# SOURCE

Eugene Lockhart

No. 56, 51
- Position: Linebacker

Personal information
- Born: March 7, 1961 (age 65) Crockett, Texas, U.S.
- Listed height: 6 ft 2 in (1.88 m)
- Listed weight: 228 lb (103 kg)

Career information
- High school: Crockett (Crockett, Texas)
- College: Houston
- NFL draft: 1984 (6th round, 152nd overall pick)

Career history
- Dallas Cowboys (1984–1990); New England Patriots (1991–1992);

Awards and highlights
- Second-team All-Pro (1989); PFWA All-Rookie Team (1984); Second-team All-SWC (1983);

Career NFL statistics
- Games played: 136
- Tackles: 1,001
- Sacks: 16
- Interceptions: 6
- Touchdowns: 1
- Stats at Pro Football Reference

= Eugene Lockhart =

American football player (born 1961)

Eugene Lockhart, Jr. (born March 7, 1961) is an American former professional football player who was a linebacker in the National Football League (NFL) for the Dallas Cowboys and New England Patriots. He played college football at the University of Houston and was selected in the sixth round of the 1984 NFL draft.

==Early life==
Lockhart attended Crockett High School and became a two-year starting linebacker for the University of Houston during the 1982 and 1983 seasons.

In 1983, Lockhart was named tri-captain of the Cougars football team. He led the team with 134 tackles, was named second-team All Southwest Conference by UPI and was voted the team's most valuable player. Lockhart graduated with a degree in marketing.

==Professional career==
===Dallas Cowboys===
Lockhart was selected by the Dallas Cowboys in the sixth round (152nd overall) of the 1984 NFL draft. He was also selected by the Houston Gamblers in the 1984 USFL Territorial Draft.

Lockhart became the first rookie in Cowboys history to start at middle linebacker, when Bob Breunig went down with a back injury during the first half of the season. After Breunig retired at the end of the year, he became just the fourth player in Cowboys' history to have held that position on a regular basis. After leading the team with 86 tackles (49 solo), Lockhart was named to the 1984 NFL All-Rookie team.

In 1985, in his first full season as a starter, he led the team in tackles (128), fumble recoveries (4) and forced fumbles (3). In 1986, he led the team with 121 tackles, 77 of them solo and had a career-high 5 sacks. In 1988, he led the team with 121 tackles, 72 of them solo, while registering 3 passes deflected and 2 fumble recoveries.

# PROMPT A
Return every line of the records that holds the word "green". Case counts.

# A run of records

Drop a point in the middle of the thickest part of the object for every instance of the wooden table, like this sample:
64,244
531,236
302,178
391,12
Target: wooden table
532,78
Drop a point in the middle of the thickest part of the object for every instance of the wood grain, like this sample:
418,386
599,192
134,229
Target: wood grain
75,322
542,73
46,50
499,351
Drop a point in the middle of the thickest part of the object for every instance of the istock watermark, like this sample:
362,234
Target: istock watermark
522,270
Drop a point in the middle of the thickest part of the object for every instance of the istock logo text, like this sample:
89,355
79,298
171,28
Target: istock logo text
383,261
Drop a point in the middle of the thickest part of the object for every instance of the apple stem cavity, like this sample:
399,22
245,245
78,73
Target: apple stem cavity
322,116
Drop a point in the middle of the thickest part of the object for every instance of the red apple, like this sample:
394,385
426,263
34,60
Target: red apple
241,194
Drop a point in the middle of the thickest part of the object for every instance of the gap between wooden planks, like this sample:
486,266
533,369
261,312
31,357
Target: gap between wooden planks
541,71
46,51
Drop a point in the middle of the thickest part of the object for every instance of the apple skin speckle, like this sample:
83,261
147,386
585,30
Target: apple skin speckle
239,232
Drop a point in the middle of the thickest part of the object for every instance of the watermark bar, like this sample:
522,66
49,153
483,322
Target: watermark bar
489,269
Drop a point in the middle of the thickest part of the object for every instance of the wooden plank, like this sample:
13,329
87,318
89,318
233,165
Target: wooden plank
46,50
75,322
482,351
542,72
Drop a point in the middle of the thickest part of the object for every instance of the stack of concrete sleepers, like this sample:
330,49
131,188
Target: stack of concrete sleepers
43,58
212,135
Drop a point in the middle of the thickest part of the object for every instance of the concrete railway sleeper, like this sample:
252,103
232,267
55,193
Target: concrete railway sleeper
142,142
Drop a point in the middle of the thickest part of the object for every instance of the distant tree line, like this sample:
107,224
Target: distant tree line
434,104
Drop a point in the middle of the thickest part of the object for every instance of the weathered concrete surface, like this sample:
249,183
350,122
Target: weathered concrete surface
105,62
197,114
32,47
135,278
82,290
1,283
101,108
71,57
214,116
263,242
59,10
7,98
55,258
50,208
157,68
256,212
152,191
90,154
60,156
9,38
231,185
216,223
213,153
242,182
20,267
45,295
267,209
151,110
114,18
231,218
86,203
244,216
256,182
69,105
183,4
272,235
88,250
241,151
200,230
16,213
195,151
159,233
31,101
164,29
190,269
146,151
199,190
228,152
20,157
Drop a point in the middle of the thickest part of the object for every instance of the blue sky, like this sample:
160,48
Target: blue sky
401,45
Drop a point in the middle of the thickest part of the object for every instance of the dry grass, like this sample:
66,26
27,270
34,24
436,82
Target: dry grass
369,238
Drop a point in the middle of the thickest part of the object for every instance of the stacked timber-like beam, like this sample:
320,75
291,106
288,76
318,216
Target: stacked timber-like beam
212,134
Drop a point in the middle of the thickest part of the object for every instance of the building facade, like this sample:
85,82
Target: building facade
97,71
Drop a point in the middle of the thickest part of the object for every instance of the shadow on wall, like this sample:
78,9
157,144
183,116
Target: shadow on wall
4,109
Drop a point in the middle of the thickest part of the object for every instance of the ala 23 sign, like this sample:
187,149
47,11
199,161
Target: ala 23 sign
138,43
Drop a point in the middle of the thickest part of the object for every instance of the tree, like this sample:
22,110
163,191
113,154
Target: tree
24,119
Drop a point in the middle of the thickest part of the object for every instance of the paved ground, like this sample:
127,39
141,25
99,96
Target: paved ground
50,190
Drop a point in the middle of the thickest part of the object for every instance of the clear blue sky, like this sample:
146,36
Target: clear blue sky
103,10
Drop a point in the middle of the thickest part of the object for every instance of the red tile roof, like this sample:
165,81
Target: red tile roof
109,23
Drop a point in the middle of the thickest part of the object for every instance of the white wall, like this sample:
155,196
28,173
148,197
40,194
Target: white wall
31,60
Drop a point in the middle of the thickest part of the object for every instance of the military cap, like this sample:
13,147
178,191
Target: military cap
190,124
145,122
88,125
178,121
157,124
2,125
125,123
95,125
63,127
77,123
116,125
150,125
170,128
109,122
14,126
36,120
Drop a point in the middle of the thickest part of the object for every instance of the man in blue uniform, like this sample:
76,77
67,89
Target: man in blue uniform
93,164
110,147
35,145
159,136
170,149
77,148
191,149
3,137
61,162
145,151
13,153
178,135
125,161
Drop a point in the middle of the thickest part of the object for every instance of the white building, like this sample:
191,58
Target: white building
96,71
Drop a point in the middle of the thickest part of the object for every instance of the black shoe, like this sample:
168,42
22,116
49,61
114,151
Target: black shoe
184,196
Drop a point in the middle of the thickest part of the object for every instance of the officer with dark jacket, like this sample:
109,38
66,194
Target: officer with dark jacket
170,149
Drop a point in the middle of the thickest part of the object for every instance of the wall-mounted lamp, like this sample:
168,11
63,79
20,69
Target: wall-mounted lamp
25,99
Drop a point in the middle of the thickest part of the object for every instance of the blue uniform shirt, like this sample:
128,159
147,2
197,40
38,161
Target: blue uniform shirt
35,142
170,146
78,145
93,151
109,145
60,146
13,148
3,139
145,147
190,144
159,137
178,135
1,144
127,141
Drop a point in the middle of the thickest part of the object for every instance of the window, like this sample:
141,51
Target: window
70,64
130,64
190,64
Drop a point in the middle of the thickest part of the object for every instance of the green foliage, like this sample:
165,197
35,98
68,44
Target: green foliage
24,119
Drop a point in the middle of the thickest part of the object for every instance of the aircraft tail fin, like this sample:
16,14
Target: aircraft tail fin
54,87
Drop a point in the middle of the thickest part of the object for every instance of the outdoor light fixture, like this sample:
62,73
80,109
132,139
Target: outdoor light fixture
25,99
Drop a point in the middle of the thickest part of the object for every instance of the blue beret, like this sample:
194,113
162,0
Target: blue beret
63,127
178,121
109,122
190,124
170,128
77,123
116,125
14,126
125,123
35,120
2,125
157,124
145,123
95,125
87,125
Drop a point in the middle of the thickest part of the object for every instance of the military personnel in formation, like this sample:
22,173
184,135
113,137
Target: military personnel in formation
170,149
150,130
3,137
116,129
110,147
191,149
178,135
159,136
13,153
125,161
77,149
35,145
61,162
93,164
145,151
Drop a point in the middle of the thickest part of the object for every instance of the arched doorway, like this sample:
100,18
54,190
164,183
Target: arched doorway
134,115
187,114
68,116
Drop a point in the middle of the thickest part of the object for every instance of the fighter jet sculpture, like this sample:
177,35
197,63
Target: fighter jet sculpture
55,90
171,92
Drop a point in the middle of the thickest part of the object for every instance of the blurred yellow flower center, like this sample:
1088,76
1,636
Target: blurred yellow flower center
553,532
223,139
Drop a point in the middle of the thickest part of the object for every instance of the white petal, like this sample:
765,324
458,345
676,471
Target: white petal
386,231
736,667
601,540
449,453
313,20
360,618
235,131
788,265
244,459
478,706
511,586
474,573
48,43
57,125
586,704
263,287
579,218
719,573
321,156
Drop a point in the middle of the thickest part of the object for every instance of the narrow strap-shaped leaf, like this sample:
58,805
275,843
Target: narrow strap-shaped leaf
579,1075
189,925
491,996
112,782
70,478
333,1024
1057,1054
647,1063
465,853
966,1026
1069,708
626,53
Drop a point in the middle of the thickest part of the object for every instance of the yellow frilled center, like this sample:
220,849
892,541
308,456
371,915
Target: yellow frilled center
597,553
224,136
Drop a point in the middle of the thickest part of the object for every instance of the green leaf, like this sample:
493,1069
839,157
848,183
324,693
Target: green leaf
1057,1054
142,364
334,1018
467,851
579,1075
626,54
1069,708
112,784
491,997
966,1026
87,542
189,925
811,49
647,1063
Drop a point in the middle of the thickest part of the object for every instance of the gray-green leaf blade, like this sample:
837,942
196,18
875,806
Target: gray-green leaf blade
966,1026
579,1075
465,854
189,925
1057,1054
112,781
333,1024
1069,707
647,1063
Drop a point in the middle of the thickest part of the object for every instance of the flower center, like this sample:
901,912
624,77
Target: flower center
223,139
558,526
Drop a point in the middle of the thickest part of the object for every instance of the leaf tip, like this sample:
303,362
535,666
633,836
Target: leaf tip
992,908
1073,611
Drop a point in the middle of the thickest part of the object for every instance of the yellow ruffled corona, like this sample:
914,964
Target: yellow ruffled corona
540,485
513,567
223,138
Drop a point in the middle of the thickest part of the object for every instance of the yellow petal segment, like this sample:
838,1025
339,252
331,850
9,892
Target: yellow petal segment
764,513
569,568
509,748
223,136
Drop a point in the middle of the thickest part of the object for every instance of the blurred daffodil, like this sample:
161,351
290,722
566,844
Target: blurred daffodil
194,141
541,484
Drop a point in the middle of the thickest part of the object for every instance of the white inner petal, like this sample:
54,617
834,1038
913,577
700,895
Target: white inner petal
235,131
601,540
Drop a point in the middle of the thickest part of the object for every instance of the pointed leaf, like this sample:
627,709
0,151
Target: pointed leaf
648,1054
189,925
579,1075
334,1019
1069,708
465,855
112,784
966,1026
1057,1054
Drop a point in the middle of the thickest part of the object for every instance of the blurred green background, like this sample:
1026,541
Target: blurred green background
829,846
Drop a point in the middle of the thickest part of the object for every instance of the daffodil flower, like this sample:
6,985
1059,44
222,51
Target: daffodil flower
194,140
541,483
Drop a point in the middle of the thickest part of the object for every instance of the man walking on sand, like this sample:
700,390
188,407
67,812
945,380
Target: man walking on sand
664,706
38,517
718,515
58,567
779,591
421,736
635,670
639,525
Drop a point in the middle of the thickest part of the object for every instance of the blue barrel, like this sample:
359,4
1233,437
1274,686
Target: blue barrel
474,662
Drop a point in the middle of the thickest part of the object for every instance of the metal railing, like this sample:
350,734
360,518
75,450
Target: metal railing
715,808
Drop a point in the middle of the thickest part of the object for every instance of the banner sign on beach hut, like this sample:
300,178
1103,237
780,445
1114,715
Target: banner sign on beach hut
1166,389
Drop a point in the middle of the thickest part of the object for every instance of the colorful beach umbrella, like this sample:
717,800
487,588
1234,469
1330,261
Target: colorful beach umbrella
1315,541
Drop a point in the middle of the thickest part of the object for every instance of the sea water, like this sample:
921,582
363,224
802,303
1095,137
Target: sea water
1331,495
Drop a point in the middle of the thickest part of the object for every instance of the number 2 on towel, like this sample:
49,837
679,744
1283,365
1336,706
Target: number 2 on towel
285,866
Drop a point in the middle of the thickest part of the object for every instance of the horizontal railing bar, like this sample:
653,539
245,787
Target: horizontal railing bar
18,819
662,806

# PROMPT B
Please set down, word for word, the part of the Eugene Lockhart article that opens with the words containing "Career NFL statistics" and closes with "round of the 1984 NFL draft.".

# EXPECTED ANSWER A
Drop a point in the middle of the thickest part of the object for every instance of the green foliage, like this sample:
Target: green foliage
Drop a point in the middle of the thickest part of the object for every instance of the green leaf, like this sample:
Target: green leaf
Drop a point in the middle of the thickest part of the object for every instance of the gray-green leaf blade, like this sample:
Target: gray-green leaf blade
Drop a point in the middle of the thickest part of the object for every instance of the blurred green background, like this sample:
Target: blurred green background

# EXPECTED ANSWER B
Career NFL statistics
- Games played: 136
- Tackles: 1,001
- Sacks: 16
- Interceptions: 6
- Touchdowns: 1
- Stats at Pro Football Reference

= Eugene Lockhart =

American football player (born 1961)

Eugene Lockhart, Jr. (born March 7, 1961) is an American former professional football player who was a linebacker in the National Football League (NFL) for the Dallas Cowboys and New England Patriots. He played college football at the University of Houston and was selected in the sixth round of the 1984 NFL draft.